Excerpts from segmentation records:
------------------------------------

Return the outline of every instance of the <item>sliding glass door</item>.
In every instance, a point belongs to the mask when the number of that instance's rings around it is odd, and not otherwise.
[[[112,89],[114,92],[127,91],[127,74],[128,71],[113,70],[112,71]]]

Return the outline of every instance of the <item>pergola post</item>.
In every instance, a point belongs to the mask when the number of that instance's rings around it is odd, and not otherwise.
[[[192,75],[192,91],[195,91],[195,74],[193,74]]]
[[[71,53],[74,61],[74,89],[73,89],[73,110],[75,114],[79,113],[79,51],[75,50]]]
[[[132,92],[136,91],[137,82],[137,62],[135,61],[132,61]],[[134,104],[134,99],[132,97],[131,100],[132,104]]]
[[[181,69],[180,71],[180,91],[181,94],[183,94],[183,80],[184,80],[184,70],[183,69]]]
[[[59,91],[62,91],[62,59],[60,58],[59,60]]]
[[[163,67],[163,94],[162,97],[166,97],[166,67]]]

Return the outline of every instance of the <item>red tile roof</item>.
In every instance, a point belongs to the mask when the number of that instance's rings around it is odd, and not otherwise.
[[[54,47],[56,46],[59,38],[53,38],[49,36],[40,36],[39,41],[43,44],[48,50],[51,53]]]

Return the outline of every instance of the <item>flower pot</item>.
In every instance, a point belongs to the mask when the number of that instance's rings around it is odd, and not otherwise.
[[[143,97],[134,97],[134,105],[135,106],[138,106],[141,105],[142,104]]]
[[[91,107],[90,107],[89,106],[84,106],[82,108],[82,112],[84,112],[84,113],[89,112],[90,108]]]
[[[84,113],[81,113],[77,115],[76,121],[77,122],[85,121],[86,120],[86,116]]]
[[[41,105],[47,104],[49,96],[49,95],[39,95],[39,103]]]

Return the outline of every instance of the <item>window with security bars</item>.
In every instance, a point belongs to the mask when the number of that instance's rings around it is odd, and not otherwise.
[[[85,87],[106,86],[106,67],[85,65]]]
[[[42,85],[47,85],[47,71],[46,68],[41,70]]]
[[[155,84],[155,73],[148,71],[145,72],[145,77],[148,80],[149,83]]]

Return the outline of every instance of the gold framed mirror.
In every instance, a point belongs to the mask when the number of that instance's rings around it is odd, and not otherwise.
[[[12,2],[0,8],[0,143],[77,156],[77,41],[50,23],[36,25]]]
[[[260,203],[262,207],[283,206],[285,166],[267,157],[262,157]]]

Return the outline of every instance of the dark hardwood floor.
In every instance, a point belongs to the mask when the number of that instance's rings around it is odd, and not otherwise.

------------------------------------

Identify every line in the listing above that contains the word "Return", and copy each of those lines.

Output below:
Return the outline of every instance of the <item>sliding glass door</item>.
Return the outline of every instance of the <item>pergola post</item>.
Return the outline of every instance of the <item>red tile roof</item>.
Return the outline of every instance of the <item>flower pot</item>.
Return the outline of every instance of the <item>window with security bars</item>.
Return the outline of every instance of the gold framed mirror.
Return the outline of every instance of the dark hardwood floor.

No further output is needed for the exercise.